RECORDS TO USE:
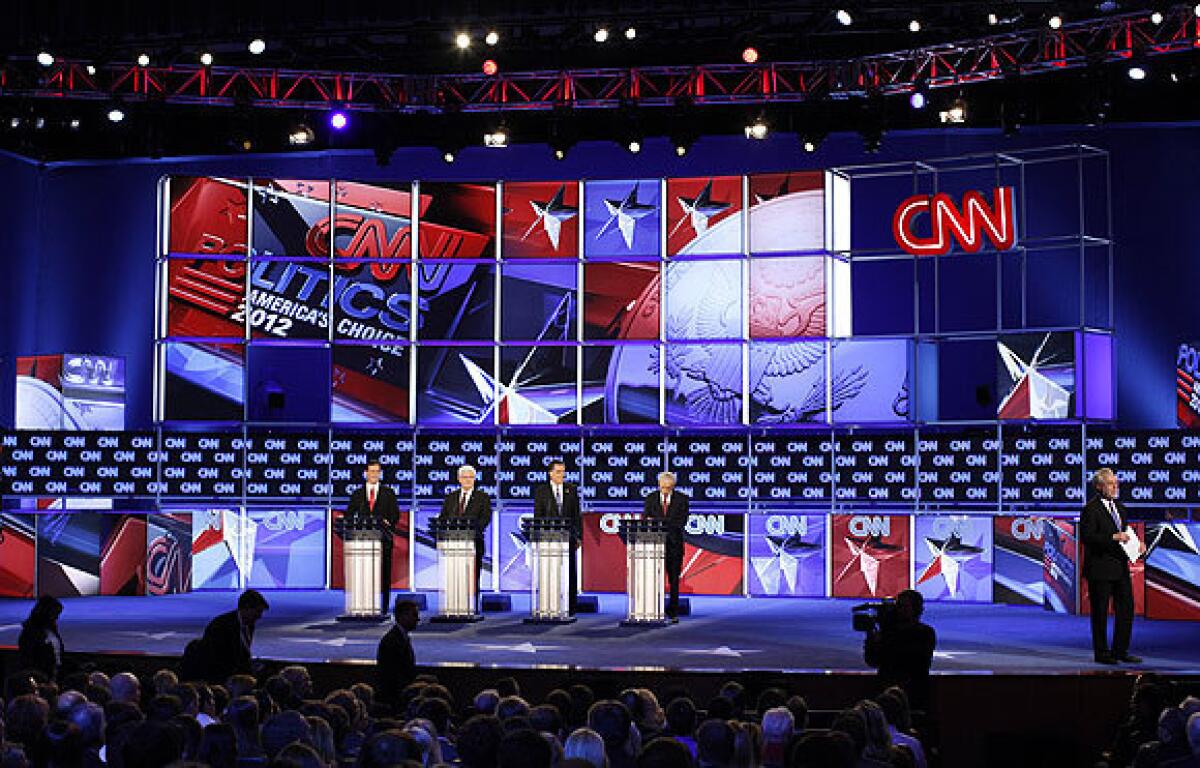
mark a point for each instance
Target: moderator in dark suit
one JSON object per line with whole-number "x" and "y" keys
{"x": 395, "y": 660}
{"x": 672, "y": 505}
{"x": 546, "y": 504}
{"x": 1107, "y": 570}
{"x": 478, "y": 508}
{"x": 385, "y": 508}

AIM OF THE TASK:
Reproduce all entries above exactly, minus the images.

ANSWER BOX:
mark a point for each instance
Target: moderator in dark suit
one JSON object per line with whole-number "x" and "y" keys
{"x": 395, "y": 660}
{"x": 672, "y": 505}
{"x": 546, "y": 504}
{"x": 1107, "y": 570}
{"x": 478, "y": 508}
{"x": 385, "y": 508}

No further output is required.